In 2019 Sydney with a reliable network of underground pipes conducting human waste away from our homes, constantly, reliably and without a trace of odour, it’s hard to imagine a life lived in the constant presence of effluent. Not to mention the assorted serious illnesses that accompany a lack of sanitation. We think of inner-city dunny lanes as a quaint novelty. Toilets are a glamorous addition to a newly renovated bathroom and are available with heated seats and built in bidet. We take for granted high levels of cleanliness and hygiene. It is said that civil unrest is only three missed meals away. I expect that water shortages that resulted in unflushed, overflowing toilets would result in similar outcomes. Most of us would not even own a shovel, let alone have the capacity to dig a back-yard cesspit.

• **PROBLEM 1**
In the passage on sanitation in Sydney, what features are modern toilets said to be available with?
• **PROBLEM 2**
Translate this sentence from the passage on sanitation in Sydney into French: "We take for granted high levels of cleanliness and hygiene."

• **SOURCE INFORMATION**
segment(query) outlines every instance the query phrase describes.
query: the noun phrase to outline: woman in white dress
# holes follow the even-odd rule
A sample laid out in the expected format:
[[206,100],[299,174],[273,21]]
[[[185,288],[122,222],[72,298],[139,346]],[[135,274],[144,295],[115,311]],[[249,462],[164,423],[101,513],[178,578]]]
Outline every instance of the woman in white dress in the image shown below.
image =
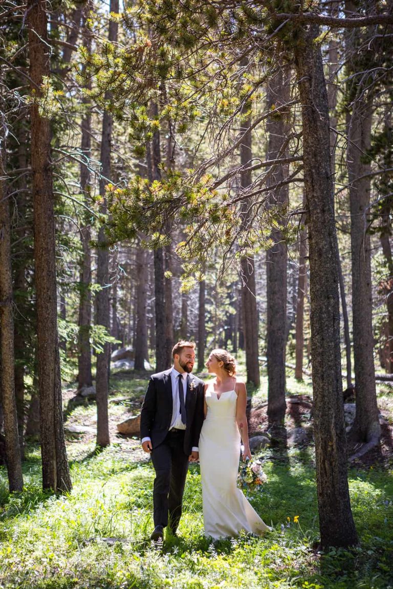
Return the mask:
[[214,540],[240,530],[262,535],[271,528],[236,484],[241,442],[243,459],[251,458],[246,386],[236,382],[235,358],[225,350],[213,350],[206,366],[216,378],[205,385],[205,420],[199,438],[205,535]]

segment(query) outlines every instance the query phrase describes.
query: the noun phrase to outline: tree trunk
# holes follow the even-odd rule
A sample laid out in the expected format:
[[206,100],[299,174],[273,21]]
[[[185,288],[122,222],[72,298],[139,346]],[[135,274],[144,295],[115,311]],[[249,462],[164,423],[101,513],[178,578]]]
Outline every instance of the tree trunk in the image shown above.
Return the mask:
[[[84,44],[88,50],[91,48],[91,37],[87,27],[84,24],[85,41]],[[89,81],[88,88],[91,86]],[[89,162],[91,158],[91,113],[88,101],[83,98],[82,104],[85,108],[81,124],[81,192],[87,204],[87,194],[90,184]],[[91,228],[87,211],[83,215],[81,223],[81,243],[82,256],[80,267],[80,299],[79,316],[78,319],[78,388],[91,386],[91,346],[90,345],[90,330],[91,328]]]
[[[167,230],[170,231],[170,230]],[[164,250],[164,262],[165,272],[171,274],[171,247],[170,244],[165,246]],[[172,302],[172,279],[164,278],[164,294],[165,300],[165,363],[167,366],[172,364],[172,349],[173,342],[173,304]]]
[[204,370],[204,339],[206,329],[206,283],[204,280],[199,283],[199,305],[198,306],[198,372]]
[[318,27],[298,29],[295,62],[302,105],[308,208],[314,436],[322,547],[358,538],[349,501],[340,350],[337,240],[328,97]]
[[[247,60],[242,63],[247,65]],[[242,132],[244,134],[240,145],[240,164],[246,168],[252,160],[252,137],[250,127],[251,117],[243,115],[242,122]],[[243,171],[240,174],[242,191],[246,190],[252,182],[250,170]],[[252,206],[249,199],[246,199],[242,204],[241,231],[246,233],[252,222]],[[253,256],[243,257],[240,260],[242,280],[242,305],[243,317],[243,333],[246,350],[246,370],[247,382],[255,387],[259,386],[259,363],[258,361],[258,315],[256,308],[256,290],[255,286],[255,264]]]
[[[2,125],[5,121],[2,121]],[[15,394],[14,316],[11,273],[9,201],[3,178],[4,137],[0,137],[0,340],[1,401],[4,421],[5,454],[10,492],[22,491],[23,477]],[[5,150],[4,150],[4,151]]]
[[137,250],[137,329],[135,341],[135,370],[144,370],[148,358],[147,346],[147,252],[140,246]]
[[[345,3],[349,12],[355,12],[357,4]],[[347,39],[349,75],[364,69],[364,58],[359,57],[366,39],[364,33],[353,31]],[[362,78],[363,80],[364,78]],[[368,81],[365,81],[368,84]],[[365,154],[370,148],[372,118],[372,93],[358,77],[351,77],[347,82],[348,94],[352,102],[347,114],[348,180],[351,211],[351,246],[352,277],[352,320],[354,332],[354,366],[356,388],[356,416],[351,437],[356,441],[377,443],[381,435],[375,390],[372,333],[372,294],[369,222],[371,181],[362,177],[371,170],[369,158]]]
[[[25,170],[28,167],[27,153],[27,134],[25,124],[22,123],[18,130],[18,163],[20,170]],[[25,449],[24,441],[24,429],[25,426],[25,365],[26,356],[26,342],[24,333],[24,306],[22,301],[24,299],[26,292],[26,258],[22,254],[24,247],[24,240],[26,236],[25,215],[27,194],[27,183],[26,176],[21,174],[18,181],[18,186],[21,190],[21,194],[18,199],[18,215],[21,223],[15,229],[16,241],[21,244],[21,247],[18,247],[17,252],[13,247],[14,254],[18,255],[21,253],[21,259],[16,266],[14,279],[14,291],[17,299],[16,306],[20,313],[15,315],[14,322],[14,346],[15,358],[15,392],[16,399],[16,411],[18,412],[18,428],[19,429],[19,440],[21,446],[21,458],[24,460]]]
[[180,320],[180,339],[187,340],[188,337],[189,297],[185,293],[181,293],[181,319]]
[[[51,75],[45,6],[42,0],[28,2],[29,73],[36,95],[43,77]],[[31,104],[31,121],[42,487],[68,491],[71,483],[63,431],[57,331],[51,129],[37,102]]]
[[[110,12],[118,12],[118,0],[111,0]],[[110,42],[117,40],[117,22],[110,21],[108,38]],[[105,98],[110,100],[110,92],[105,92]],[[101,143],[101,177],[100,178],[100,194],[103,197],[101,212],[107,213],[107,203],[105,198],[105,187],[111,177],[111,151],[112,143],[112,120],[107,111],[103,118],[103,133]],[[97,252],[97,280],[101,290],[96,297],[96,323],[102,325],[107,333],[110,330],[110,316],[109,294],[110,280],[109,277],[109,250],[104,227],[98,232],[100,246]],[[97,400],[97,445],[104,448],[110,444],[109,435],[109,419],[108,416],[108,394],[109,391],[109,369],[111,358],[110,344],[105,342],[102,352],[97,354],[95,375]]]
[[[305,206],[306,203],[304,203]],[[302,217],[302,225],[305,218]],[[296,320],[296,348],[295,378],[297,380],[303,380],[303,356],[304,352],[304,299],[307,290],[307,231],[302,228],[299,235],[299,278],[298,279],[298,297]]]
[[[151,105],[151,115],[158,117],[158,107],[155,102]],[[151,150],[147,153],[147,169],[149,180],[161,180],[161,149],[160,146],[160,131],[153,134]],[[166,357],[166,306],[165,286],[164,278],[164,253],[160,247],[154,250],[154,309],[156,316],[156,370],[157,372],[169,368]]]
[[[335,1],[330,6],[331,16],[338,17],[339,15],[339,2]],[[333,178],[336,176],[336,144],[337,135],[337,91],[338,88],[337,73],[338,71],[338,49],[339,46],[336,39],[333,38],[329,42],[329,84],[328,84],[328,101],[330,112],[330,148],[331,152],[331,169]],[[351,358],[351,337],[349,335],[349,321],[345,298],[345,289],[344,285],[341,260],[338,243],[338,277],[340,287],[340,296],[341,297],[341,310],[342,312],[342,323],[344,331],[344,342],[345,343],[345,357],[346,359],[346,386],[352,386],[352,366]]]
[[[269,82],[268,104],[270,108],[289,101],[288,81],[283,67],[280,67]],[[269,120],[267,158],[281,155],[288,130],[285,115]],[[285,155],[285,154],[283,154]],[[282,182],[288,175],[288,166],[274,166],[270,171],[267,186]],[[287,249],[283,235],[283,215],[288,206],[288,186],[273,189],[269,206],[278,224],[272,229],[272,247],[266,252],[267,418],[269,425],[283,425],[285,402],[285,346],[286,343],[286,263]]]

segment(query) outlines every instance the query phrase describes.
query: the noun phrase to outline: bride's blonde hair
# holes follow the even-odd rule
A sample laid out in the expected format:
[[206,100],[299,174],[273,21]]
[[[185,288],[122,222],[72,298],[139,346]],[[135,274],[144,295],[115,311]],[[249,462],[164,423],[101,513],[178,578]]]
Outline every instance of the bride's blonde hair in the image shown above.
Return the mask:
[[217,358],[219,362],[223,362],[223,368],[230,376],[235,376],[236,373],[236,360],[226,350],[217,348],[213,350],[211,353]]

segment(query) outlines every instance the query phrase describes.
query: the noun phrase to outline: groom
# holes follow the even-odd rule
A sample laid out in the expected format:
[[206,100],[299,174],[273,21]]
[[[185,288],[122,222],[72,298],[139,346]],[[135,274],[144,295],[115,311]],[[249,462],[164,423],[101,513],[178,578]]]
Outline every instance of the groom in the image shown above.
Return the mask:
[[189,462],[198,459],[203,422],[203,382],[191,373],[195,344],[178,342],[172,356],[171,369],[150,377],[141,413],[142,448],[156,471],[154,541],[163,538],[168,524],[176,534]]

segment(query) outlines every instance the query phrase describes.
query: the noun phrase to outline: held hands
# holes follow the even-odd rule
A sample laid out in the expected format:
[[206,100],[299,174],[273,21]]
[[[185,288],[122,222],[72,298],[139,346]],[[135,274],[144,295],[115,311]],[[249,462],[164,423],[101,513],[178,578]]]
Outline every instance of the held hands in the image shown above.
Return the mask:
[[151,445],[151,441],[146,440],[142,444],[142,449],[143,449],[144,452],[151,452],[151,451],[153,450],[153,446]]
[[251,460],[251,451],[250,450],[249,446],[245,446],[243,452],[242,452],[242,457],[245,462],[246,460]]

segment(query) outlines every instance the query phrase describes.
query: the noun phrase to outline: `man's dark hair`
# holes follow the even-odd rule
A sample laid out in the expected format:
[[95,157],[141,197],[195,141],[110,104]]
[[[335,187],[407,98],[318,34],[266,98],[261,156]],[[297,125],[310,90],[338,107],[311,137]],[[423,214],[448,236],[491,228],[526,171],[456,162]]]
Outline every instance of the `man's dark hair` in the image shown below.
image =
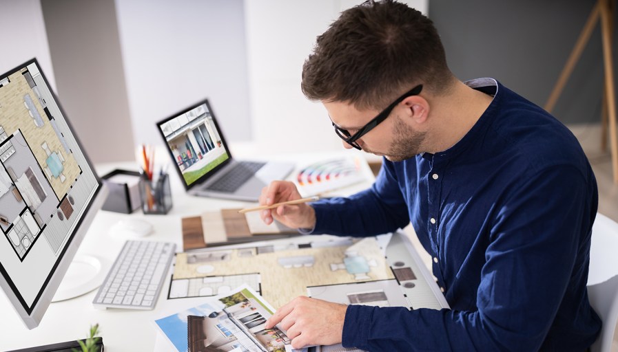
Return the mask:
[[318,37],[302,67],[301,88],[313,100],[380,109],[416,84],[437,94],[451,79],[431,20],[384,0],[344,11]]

• **WRITTEN RESPONSE 1**
Heated seats and a built-in bidet.

• **WRITTEN RESPONSE 2**
Nous tenons pour acquis des niveaux élevés de propreté et d'hygiène.